## Given task
Copy out the lines of the data from the one containing "of the sheepskin" through the one containing "(593, 1129)", both included, and nothing else.

Pointing dataset records
========
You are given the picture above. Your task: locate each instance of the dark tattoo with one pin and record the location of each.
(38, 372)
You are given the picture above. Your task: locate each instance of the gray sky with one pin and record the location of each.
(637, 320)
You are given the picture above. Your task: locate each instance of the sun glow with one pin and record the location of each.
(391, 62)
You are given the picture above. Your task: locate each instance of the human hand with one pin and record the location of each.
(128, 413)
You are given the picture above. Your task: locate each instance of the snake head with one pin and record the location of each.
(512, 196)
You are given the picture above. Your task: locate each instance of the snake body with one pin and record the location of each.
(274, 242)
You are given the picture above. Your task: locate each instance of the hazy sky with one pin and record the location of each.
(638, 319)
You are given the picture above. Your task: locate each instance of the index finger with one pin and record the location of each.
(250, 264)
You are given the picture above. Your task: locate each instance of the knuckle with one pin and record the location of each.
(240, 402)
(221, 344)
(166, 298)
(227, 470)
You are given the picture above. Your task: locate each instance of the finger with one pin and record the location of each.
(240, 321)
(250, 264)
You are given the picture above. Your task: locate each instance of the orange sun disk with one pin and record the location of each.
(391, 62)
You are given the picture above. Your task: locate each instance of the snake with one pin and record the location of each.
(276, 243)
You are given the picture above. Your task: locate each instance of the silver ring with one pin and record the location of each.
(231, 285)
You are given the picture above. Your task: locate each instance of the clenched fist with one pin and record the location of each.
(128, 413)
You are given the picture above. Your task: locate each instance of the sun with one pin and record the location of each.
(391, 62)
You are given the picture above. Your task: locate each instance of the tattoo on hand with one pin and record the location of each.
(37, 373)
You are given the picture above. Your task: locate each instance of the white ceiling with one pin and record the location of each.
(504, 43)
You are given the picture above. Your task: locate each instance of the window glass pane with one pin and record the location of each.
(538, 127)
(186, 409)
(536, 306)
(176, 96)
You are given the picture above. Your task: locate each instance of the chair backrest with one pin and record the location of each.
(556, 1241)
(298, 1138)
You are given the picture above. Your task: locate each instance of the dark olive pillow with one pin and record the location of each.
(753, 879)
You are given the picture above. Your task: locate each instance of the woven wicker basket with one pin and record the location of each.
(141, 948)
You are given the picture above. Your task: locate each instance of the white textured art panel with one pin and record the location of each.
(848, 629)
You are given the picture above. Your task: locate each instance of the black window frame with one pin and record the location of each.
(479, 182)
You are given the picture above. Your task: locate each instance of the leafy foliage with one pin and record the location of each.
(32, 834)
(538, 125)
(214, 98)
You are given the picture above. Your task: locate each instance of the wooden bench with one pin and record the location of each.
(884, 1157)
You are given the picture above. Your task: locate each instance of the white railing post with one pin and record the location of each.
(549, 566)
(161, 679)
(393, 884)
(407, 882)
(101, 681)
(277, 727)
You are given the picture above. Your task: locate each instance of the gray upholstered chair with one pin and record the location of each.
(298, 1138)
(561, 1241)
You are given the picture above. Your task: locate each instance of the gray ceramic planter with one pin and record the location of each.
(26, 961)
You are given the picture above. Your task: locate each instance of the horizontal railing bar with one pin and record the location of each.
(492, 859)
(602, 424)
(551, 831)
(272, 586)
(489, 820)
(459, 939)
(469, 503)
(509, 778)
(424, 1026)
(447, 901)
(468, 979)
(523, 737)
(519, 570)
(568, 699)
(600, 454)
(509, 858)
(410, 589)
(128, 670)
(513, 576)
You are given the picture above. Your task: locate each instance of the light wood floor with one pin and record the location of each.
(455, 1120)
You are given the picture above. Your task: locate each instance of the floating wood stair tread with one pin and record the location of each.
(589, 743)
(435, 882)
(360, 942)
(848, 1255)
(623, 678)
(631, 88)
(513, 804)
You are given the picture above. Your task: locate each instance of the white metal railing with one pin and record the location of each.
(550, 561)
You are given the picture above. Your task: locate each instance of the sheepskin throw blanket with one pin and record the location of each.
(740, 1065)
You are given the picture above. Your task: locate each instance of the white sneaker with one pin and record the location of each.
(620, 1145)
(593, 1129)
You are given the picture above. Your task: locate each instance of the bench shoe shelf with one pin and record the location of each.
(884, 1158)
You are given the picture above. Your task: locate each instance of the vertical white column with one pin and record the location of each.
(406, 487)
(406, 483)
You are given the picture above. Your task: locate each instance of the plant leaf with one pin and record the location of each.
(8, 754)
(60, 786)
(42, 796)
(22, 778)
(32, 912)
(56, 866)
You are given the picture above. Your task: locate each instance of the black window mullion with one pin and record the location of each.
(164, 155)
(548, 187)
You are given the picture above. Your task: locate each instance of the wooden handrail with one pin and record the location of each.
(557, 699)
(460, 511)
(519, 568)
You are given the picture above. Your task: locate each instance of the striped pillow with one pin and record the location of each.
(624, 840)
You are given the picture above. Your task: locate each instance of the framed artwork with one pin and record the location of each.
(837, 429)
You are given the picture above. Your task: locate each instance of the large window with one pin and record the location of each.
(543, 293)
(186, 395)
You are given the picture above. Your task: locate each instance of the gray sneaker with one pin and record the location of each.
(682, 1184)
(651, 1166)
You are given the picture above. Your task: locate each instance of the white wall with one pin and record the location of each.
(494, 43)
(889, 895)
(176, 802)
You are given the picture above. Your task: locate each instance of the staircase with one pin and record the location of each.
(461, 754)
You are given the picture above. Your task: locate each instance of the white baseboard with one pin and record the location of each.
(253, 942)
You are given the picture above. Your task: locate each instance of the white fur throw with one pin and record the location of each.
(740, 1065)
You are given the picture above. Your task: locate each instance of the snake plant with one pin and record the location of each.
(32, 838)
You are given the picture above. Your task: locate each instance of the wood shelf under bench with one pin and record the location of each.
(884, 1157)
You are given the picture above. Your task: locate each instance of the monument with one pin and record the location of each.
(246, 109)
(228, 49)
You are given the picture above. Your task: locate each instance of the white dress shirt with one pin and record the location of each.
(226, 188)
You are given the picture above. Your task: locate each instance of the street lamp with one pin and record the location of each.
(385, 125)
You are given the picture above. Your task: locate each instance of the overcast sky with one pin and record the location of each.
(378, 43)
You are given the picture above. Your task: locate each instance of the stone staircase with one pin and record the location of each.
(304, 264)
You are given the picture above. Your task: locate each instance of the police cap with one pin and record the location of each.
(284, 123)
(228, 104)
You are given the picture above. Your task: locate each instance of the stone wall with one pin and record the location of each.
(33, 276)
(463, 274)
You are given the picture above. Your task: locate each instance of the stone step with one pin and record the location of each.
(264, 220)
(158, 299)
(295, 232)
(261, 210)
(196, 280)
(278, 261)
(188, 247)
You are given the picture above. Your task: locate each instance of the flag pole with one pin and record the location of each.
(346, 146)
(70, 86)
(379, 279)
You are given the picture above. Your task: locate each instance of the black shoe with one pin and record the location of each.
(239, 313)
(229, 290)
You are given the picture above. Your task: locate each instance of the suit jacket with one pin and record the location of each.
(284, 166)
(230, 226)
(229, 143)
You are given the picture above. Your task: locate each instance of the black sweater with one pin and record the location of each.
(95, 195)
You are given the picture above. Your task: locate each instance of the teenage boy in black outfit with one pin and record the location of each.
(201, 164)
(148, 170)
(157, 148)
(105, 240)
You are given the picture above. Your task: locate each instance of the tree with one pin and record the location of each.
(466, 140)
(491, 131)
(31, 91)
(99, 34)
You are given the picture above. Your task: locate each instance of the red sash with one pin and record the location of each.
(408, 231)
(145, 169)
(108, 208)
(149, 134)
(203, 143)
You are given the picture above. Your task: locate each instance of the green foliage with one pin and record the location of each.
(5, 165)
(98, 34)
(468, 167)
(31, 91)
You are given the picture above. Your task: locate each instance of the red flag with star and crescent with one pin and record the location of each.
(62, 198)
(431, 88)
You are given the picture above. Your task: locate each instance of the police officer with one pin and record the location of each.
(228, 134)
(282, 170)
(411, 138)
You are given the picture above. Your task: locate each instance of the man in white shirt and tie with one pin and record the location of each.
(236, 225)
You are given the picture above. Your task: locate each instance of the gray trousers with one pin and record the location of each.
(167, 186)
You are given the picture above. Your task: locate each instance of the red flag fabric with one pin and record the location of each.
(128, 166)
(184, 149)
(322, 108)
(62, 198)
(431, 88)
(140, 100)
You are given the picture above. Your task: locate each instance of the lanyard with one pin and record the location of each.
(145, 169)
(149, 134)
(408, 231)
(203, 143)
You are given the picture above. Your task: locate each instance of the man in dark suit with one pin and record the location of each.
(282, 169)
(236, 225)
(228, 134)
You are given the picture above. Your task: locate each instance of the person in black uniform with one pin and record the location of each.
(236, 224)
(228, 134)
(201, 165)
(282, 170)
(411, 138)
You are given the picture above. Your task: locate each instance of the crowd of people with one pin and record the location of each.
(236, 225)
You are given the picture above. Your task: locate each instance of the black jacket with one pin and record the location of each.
========
## Written solution
You are given the picture above. Your task: locate each instance of the sheepskin throw blanket with one pin and record the location of each.
(740, 1065)
You are given the picture above. Your task: locate each instance of the white sneaker with one pin and record the location of each.
(620, 1145)
(593, 1129)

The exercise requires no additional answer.